§ **DIRECTIVE**: Put the rows below into a two-column CSV with the header "prompt,points" and one line per row. Enclose each row's text and its answer in double quotes, replace line breaks with spaces, and omit the pictures.

Point annotation data
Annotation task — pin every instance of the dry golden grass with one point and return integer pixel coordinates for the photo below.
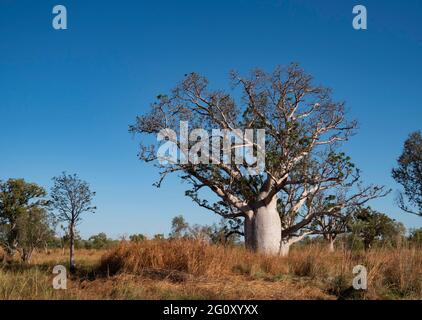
(194, 270)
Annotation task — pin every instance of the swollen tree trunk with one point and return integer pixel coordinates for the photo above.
(249, 232)
(72, 247)
(267, 228)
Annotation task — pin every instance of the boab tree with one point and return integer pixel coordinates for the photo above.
(303, 129)
(25, 224)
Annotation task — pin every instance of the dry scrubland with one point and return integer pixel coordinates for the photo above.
(193, 270)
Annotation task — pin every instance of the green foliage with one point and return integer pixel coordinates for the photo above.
(415, 237)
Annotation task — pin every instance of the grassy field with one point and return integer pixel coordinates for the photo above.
(193, 270)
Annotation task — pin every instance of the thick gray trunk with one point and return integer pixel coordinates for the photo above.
(331, 245)
(72, 248)
(267, 229)
(249, 232)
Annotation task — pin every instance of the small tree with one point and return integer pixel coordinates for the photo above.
(304, 128)
(100, 241)
(71, 197)
(409, 175)
(36, 228)
(24, 223)
(137, 237)
(370, 225)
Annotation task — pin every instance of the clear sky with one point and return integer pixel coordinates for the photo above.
(67, 97)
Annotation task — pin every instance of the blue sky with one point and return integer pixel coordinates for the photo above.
(67, 97)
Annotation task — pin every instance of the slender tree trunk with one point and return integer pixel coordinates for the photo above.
(267, 228)
(72, 247)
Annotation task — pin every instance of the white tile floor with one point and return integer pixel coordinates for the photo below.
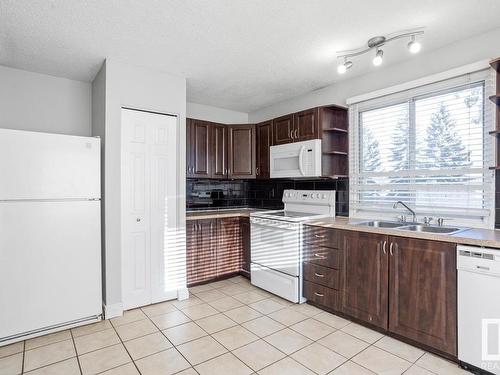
(227, 327)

§ **RESPONSE**:
prompt,points
"Annotation task — pin every instance of the dry golden grass with one point and return integer pixel coordinates for the photo below.","(194, 270)"
"Annotation task — pin every instance of the swollen tree trunk with one point and return integer pixel coordinates for the photo above.","(249, 232) (72, 247) (267, 228)"
"Annotation task — pin every instance of the boab tree with one point and return integer pixel coordinates for the photo above.","(303, 129) (25, 224)"
"Annotation task — pin every instance of the dry scrubland with one point and return integer pixel coordinates for the photo above.","(193, 270)"
"Annotation task — pin every instance of the green foliage with one point and return integer pixel coordinates for the photo above.","(415, 237)"
"Annotation task — pin every instance of the grassy field with one point and return integer pixel coordinates for the photo above.","(193, 270)"
"Annotation task — pin every instance of the thick gray trunk with one point and return integer pixel coordinates for the photo above.","(331, 245) (72, 248) (267, 229) (249, 232)"
"Annotation task — pin every instance of the small tree with one point and return integer pixel coordinates for the photo above.","(304, 128) (100, 241) (71, 197) (409, 175) (36, 228) (24, 223) (137, 237) (370, 225)"
"Annotation task — pin every instance of the clear sky with one point and return integer pixel coordinates for the photo above.","(67, 97)"
"Annotation task — pin every instance of the blue sky with one point and return integer pixel coordinates for the photo above.","(67, 97)"
"Annotation task — pin every instance of the slender tree trunk with one point and return integer pixel coordinates for the photo above.","(267, 228) (72, 247)"
"Annotation task — pin every instance of the white tile floor with one point and return integer pixel coordinates for the photo below.","(227, 327)"